Tangled
- Bella Militana
- 6 days ago
- 6 min read

As the sun beamed through the kitchen window, I sat at the dining room table, dreading the inevitable battle with my hair. Today was not just another day, but it was the day my mother would confront the mat in my hair. She lined up her arsenal of products on the table: combs, brushes, spray bottles of water, leave-in conditioners, detangling sprays, oils, scissors. My head snapped backward as my mother yanked the brush through my tangled hair. As the ceiling panned into frame, I closed my eyes tight with a clenched jaw and my teeth bared. Each pull would cause the plastic brush bristles to crunch as they got stuck in the knots. “Ow, that hurts!” I’d say to her as she kept going. The cold spritzes of water caressed my neck, making all the little hairs stand up. As she kept drenching my hair, beads of water came down my forehead as if it were raining. The leave-in conditioner and water mixture helped, but it wasn’t enough. Three hours had passed when she concluded that, “We’re going to have to cut it out.” With my eyes tightly sealed, I heard the crisp snip of the blades cutting through my matted hair. After that, I told myself I would never want this to happen again.
When I was younger, I always received comments on my curls. They were large coils that bounced out of my head, tempting people to wrap their fingers around them. As I grew, the curls thickened and lengthened, becoming unruly with each year. It wasn’t as simple as combing it with a few drops of water or even running my hands through it. My hair became real work. The upkeep wasn’t something my parents were interested in. My dad was always busy working, and even if he wasn’t, he was bald and a man. He wouldn’t know what to do with my hair even if he tried. My mom had pin-straight hair, which is why she had no clue. So, every morning, I found myself wrestling the mane on my head. After a certain point of time, I just stopped caring about it. The burden of worrying about my hair was lifted off me, yet a new one weighed on my shoulders. I looked different than everyone else. My friends had slick-back braids and ponytails where you could see every hair in place, while mine looked like a brick of funky fabric from Hobby Lobby. I felt like the one loose strand in a tightly woven braid and couldn’t shake the feeling that I was out of place. Even though I tried to ignore it, my hair was a constant reminder of how insecure I was.

* PROVIDED RECORDS *

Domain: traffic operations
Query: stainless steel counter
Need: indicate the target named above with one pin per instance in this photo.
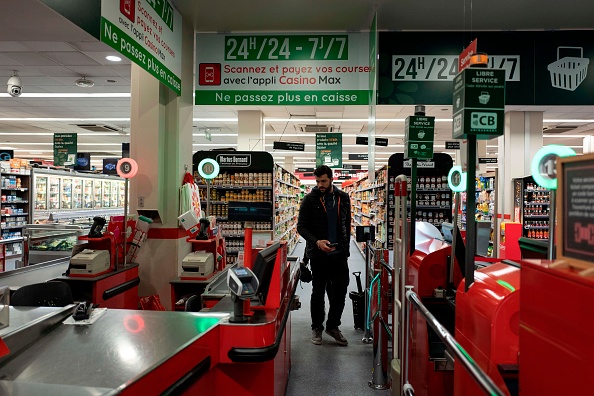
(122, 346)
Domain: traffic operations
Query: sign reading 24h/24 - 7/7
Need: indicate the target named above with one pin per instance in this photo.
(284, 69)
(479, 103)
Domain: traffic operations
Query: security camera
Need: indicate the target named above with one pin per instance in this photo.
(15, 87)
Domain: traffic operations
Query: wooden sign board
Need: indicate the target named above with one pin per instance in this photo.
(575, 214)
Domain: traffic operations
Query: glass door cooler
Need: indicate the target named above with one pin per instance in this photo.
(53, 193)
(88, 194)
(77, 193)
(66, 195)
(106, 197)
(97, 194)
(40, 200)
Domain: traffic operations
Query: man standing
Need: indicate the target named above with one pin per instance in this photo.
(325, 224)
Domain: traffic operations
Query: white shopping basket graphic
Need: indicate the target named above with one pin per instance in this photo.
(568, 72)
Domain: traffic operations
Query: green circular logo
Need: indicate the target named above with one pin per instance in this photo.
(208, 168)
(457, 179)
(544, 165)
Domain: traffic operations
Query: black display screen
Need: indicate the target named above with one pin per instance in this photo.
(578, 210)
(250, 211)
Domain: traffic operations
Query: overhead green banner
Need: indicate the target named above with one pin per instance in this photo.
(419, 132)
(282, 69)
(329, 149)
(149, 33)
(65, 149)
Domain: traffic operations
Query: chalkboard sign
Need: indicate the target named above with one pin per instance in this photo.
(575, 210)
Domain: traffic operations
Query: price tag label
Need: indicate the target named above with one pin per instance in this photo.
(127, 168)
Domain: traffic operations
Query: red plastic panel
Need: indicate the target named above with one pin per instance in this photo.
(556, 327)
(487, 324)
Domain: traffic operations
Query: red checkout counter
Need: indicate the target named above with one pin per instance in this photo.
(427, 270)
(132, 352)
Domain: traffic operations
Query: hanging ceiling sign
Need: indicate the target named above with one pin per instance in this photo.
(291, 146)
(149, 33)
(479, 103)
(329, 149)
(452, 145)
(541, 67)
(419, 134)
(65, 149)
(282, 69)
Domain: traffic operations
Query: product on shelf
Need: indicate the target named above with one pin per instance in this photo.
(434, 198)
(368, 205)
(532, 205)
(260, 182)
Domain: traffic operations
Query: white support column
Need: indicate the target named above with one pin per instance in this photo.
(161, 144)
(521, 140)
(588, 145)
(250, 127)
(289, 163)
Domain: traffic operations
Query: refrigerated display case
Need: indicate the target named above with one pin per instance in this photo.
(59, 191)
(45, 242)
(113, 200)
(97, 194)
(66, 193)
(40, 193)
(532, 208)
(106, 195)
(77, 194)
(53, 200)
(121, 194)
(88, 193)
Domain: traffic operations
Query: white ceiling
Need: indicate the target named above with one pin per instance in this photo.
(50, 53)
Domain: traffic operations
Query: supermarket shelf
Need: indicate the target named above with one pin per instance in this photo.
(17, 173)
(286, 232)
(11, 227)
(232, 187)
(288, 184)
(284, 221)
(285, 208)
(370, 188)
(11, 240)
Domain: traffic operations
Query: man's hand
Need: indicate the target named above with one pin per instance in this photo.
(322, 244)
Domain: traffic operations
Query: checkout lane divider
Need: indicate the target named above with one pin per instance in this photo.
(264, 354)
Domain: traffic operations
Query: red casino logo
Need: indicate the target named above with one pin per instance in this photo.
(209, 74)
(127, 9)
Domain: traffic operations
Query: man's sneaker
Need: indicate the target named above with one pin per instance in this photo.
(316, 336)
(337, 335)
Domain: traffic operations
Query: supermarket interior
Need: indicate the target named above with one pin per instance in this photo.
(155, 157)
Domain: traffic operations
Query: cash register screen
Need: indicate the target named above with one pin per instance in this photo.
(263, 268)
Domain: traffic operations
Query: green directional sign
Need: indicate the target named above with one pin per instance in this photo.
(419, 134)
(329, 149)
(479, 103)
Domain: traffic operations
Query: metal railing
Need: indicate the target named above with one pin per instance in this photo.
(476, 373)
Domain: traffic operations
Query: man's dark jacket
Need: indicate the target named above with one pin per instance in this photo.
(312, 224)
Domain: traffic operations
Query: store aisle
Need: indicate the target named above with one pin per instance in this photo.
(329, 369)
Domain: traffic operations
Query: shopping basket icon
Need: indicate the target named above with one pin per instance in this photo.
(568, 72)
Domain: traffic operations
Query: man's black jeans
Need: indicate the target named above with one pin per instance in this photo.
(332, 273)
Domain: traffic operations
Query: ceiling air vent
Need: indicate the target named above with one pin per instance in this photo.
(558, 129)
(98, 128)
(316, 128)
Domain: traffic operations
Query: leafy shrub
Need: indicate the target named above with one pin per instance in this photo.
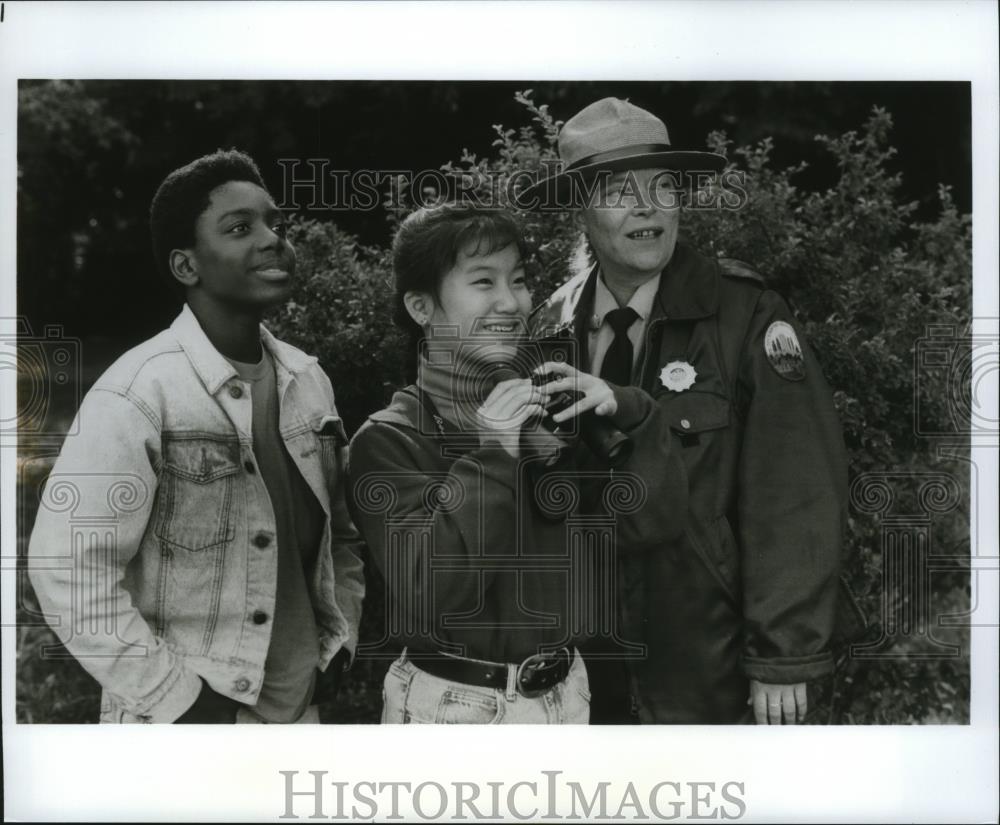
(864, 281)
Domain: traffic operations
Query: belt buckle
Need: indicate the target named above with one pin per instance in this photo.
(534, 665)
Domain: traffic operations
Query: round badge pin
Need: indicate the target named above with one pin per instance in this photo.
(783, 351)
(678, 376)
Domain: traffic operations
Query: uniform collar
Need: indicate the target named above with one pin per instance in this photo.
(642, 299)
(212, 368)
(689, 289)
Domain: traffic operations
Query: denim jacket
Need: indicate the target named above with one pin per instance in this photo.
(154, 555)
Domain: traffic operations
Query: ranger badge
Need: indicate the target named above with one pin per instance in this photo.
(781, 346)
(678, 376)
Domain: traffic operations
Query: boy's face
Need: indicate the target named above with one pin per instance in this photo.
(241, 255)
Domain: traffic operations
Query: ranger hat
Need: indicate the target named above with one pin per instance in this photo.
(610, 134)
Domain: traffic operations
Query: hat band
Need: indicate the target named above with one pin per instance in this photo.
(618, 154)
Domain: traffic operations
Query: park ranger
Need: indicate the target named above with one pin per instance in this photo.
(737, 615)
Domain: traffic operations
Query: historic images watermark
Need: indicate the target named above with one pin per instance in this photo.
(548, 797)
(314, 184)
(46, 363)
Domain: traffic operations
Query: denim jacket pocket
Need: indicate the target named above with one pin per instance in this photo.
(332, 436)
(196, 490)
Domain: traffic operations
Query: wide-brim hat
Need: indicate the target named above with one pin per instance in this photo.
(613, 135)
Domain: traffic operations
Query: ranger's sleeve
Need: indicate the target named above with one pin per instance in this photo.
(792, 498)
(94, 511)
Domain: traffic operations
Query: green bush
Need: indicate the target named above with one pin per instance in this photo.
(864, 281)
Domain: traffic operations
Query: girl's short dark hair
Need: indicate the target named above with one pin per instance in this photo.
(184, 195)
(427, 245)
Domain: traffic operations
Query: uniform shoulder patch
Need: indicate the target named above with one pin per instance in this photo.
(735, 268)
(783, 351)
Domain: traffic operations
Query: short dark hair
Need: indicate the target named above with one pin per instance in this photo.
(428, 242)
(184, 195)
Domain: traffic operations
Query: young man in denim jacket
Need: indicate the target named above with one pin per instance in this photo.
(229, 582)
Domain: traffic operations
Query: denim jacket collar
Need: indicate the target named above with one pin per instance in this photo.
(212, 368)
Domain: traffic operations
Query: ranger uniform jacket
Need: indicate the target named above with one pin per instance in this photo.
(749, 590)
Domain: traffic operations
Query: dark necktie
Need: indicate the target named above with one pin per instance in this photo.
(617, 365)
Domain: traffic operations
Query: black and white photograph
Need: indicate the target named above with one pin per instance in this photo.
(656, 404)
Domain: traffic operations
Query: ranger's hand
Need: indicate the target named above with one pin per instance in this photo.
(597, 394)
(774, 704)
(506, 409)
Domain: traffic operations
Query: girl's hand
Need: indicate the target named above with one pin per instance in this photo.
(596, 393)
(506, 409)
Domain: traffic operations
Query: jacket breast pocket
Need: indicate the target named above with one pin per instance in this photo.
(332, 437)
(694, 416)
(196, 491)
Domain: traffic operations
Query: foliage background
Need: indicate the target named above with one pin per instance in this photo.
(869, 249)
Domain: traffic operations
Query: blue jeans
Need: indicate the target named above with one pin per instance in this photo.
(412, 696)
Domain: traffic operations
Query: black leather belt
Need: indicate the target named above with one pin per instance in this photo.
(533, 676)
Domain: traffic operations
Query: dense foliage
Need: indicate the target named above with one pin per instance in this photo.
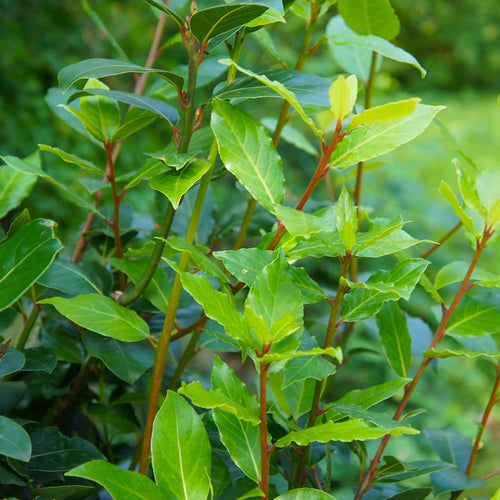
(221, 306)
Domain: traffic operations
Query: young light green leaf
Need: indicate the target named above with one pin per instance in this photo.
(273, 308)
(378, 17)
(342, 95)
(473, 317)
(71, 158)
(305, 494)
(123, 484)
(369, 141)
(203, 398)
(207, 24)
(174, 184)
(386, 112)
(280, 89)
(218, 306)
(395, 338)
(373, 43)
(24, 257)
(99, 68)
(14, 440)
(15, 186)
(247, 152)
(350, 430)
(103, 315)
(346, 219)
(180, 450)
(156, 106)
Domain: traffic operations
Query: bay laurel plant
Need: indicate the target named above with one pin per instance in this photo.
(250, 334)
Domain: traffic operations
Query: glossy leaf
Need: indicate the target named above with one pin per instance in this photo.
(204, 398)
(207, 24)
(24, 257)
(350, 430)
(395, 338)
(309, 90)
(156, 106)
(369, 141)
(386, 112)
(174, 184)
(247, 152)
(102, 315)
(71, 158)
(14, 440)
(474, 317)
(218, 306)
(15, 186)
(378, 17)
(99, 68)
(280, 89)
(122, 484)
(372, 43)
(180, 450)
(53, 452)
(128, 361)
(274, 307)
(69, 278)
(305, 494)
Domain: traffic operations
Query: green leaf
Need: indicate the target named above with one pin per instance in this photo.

* STATED PROBLEM *
Answer these questions from the essay "Tangled" above:
1. How many hours had passed when the mother decided the mat would have to be cut out?
2. What kind of hair did the narrator's mom have?
3. What did the narrator's hair look like compared with the friends' braids and ponytails?

* THE RESPONSE *
1. Three hours.
2. Pin-straight hair.
3. Like a brick of funky fabric from Hobby Lobby.